▸ Verilen Görev A
Ahilik ve fütüvvet üzerine olan metinde "Osmanlı devletinin kuruluşu" ifadesinden "olduklarını açık işaretleridir." ifadesine kadar uzanan bölümü aynen çıktı olarak verin.

▸ Gösterilen Metin
'''
Osmanlı devletinin kuruluşu esnasında da Ahilerin önemli bir rol oynadığı vesikalarla sabittir. Osman Gazi’den sonra tahta geçen Orhan Gazi ve I. Murad Hüdavendigar’ın da Ahi teşkilatına mensup oldukları ve çevresinde birçok Ahinin bulunduğu bilinmektedir. Hatta I. Murad’ın, Ahilerin elinden şed kuşanıp bu teşkilata dahil olduğu ve Seydi Sultan’ın kızıyla evlendiği, Ahi Musa’ya kendi eliyle kuşak kuşattığı bildirilmektedir. Osmanlının kuruluş devrinde önemli siyasî etkinlikleri olan Ahilerin bu etkileri kuruluştan sonra da devam etmiştir. Mesela, Osman Gazi ölünce oğlu Orhan, Alaaddin ile Ahi Hasan ve diğer Ahi ileri gelenleri toplanmışlardı. Orhan Gazi ölünce onun yerine, Ahilerin kararıyla, I. Murad’ın geçmesi de Ahilerin Osmanlı devletinin özellikle ilk dönemlerinde ne denli etkin olduklarını açık işaretleridir.

AHİLİK AHLÂKININ KAYNAĞI OLARAK FÜTÜVVET

Ahilikle fütüvvet tamamen aynı şey olmamakla beraber fütüvvetin Ahiliğe kaynaklık eden en önemli kurum olduğu da şüphesizdir.

Fütüvvet, sözlükte genç, yiğit, cömert demek olan “feta” kelimesinde türemiş olup gençlik, kahramanlık ve cömertlik anlamında bir kelimedir. Terim olarak fütüvvet, “dünya ve ahirette halkı, nefsine tercih etmek”, “cömertçe vermek, başkasını rahatsız etmemek, şikayet ve sızlanmayı terk etmek, haramlardan uzaklaşmak ve ahlakî değerlere sahip olmak” diye tanımlanmıştır.

Kavram olarak ise fütüvvet, “Herhangi bir karşılık beklemeksizin başkalarına yardım ve iyilik etmek, başkalarını kendine tercih edip onların menfaatini kendi menfaatinden üstün tutmak, toplumun ve fertlerin mutluluğu ve kurtuluşu için kendini feda etmek” gibi anlamları içerir. “Feta”nın konukseverliği ve eli açıklığı sonuna kadar, yani kendisinin hiçbir şeyi kalmayıncaya kadar sürer. Fütüvvet ehli, arkadaşları uğruna canını feda eder. İşte bu yüzden konukseverliğin, yiğitlik ve fedakarlığın en yüksek mertebesine fütüvvet denmiştir.
'''
▸ Verilen Görev B
Kayıtların başından "xmin=361 ymin=278 xmax=387 ymax=315" içeren satıra kadar olan kısmı, o satır da dahil olmak üzere ve boş satırları atlayarak numaralı liste biçiminde düzenleyin.

▸ Veri Listesi
'''
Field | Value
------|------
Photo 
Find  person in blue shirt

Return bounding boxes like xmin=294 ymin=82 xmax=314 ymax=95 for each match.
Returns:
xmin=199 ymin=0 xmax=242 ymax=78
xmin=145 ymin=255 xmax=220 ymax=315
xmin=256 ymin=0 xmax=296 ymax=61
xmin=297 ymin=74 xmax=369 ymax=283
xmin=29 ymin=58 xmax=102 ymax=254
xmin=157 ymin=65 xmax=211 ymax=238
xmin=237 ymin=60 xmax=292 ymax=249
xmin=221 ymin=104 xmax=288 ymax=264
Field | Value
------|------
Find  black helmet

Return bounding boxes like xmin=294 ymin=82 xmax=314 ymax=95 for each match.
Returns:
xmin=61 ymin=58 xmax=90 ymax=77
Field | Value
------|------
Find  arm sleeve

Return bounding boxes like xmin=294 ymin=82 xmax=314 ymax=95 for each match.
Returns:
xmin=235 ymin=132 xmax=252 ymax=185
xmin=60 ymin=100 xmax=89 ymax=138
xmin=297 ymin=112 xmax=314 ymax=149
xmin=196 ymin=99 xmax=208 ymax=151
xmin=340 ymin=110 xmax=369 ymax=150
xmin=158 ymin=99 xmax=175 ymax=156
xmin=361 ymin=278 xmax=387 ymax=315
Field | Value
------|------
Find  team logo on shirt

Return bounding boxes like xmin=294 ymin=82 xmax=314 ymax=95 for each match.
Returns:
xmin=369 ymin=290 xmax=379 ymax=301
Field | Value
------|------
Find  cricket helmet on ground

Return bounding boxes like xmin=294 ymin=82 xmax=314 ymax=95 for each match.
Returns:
'''
▸ Alıştırma Yanıtı A
Osmanlı devletinin kuruluşu esnasında da Ahilerin önemli bir rol oynadığı vesikalarla sabittir. Osman Gazi’den sonra tahta geçen Orhan Gazi ve I. Murad Hüdavendigar’ın da Ahi teşkilatına mensup oldukları ve çevresinde birçok Ahinin bulunduğu bilinmektedir. Hatta I. Murad’ın, Ahilerin elinden şed kuşanıp bu teşkilata dahil olduğu ve Seydi Sultan’ın kızıyla evlendiği, Ahi Musa’ya kendi eliyle kuşak kuşattığı bildirilmektedir. Osmanlının kuruluş devrinde önemli siyasî etkinlikleri olan Ahilerin bu etkileri kuruluştan sonra da devam etmiştir. Mesela, Osman Gazi ölünce oğlu Orhan, Alaaddin ile Ahi Hasan ve diğer Ahi ileri gelenleri toplanmışlardı. Orhan Gazi ölünce onun yerine, Ahilerin kararıyla, I. Murad’ın geçmesi de Ahilerin Osmanlı devletinin özellikle ilk dönemlerinde ne denli etkin olduklarını açık işaretleridir.

▸ Alıştırma Yanıtı B
1. Field | Value
2. ------|------
3. Photo 
4. Find  person in blue shirt
5. Return bounding boxes like xmin=294 ymin=82 xmax=314 ymax=95 for each match.
6. Returns:
7. xmin=199 ymin=0 xmax=242 ymax=78
8. xmin=145 ymin=255 xmax=220 ymax=315
9. xmin=256 ymin=0 xmax=296 ymax=61
10. xmin=297 ymin=74 xmax=369 ymax=283
11. xmin=29 ymin=58 xmax=102 ymax=254
12. xmin=157 ymin=65 xmax=211 ymax=238
13. xmin=237 ymin=60 xmax=292 ymax=249
14. xmin=221 ymin=104 xmax=288 ymax=264
15. Field | Value
16. ------|------
17. Find  black helmet
18. Return bounding boxes like xmin=294 ymin=82 xmax=314 ymax=95 for each match.
19. Returns:
20. xmin=61 ymin=58 xmax=90 ymax=77
21. Field | Value
22. ------|------
23. Find  arm sleeve
24. Return bounding boxes like xmin=294 ymin=82 xmax=314 ymax=95 for each match.
25. Returns:
26. xmin=235 ymin=132 xmax=252 ymax=185
27. xmin=60 ymin=100 xmax=89 ymax=138
28. xmin=297 ymin=112 xmax=314 ymax=149
29. xmin=196 ymin=99 xmax=208 ymax=151
30. xmin=340 ymin=110 xmax=369 ymax=150
31. xmin=158 ymin=99 xmax=175 ymax=156
32. xmin=361 ymin=278 xmax=387 ymax=315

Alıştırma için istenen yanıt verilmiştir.